──────── PROVIDED ENTRIES
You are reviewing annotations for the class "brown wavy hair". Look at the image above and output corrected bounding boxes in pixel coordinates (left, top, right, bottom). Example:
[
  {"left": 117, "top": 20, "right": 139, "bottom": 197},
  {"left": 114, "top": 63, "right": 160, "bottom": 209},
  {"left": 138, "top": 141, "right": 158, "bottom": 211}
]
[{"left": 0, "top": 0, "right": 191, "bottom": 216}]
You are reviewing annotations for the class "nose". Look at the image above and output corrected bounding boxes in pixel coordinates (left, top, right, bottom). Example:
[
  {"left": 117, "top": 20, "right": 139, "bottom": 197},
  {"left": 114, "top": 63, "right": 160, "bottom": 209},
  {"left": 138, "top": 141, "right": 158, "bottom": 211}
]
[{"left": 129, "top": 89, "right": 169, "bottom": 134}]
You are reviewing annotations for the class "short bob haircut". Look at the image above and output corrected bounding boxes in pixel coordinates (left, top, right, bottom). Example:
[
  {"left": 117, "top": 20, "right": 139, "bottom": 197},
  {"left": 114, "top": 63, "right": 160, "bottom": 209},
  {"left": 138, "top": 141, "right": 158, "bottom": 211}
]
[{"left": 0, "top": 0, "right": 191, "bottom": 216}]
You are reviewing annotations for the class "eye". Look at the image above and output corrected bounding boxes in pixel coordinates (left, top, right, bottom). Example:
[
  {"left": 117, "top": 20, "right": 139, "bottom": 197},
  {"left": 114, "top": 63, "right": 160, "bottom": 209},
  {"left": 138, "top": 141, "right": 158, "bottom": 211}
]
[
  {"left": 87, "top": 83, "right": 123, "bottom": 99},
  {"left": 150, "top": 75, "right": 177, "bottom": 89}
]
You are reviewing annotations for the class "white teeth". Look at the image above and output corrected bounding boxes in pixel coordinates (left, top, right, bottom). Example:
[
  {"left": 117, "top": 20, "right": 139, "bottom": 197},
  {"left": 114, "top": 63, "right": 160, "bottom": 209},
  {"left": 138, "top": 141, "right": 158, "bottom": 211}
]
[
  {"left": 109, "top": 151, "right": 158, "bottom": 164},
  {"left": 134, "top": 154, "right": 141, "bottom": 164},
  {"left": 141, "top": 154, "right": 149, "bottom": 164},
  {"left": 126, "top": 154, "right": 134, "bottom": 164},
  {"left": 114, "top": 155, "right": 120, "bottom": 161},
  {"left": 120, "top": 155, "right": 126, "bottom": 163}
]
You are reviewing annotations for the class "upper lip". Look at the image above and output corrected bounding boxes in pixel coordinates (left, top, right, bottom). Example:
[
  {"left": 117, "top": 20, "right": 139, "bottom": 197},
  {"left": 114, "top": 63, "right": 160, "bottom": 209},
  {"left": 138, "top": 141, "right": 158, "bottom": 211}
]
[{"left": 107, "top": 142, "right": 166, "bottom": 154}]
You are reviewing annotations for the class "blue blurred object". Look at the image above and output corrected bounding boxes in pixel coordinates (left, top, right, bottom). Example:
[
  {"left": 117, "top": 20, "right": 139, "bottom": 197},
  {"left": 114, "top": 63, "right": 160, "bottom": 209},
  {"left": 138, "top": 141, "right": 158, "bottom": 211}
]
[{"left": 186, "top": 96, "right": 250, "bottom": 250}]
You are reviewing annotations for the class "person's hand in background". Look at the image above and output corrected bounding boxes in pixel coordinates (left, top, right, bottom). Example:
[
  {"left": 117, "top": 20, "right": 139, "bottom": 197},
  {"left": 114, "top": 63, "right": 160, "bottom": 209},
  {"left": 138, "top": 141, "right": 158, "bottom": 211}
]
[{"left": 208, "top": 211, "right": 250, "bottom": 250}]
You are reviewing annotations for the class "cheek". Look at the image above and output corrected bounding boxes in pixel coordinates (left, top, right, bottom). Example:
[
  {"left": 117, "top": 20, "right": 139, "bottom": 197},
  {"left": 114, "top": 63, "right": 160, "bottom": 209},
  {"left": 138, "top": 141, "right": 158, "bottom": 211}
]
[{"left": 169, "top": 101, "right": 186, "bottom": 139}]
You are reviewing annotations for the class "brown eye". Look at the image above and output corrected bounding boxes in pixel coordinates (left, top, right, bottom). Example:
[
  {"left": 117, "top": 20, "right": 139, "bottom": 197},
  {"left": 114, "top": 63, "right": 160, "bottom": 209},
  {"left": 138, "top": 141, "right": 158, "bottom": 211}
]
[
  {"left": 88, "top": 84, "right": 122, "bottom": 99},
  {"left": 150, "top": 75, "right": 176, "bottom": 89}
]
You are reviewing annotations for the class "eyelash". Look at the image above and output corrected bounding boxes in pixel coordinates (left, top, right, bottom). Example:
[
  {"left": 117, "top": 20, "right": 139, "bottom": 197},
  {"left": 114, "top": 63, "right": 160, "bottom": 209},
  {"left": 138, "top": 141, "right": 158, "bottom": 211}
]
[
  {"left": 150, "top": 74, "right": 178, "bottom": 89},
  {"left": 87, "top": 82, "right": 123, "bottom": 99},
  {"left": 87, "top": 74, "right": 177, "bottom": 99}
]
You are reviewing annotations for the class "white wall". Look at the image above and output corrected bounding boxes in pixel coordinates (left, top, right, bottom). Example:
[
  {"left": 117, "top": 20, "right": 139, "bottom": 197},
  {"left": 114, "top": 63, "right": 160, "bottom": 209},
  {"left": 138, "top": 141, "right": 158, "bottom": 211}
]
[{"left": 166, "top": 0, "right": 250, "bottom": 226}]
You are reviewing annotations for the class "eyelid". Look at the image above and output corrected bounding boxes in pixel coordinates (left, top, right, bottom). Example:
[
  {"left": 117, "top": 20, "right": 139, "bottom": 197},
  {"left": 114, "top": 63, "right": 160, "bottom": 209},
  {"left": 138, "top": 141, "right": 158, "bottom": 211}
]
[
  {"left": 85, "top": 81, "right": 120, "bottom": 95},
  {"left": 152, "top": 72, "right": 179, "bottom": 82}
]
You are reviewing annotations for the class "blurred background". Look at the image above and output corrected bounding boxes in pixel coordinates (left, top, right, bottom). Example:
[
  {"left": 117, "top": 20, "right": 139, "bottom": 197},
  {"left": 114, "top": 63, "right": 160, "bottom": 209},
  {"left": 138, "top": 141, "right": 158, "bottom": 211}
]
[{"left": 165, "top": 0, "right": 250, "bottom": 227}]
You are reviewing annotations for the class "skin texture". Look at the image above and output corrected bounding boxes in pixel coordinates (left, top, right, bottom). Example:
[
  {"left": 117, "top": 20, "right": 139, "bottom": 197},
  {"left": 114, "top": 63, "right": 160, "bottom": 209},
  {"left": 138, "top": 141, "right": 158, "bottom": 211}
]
────────────────
Gather every line of the records above that contains the word "white", and copy each one.

EXERCISE RESULT:
You are reviewing annotations for the class "white teeth". Look at the image above and output corrected bounding boxes in pixel coordinates (left, top, right, bottom). Example:
You are reviewing annotations for the class "white wall". Look at the image above and output corrected bounding boxes in pixel coordinates (left, top, right, bottom). Example:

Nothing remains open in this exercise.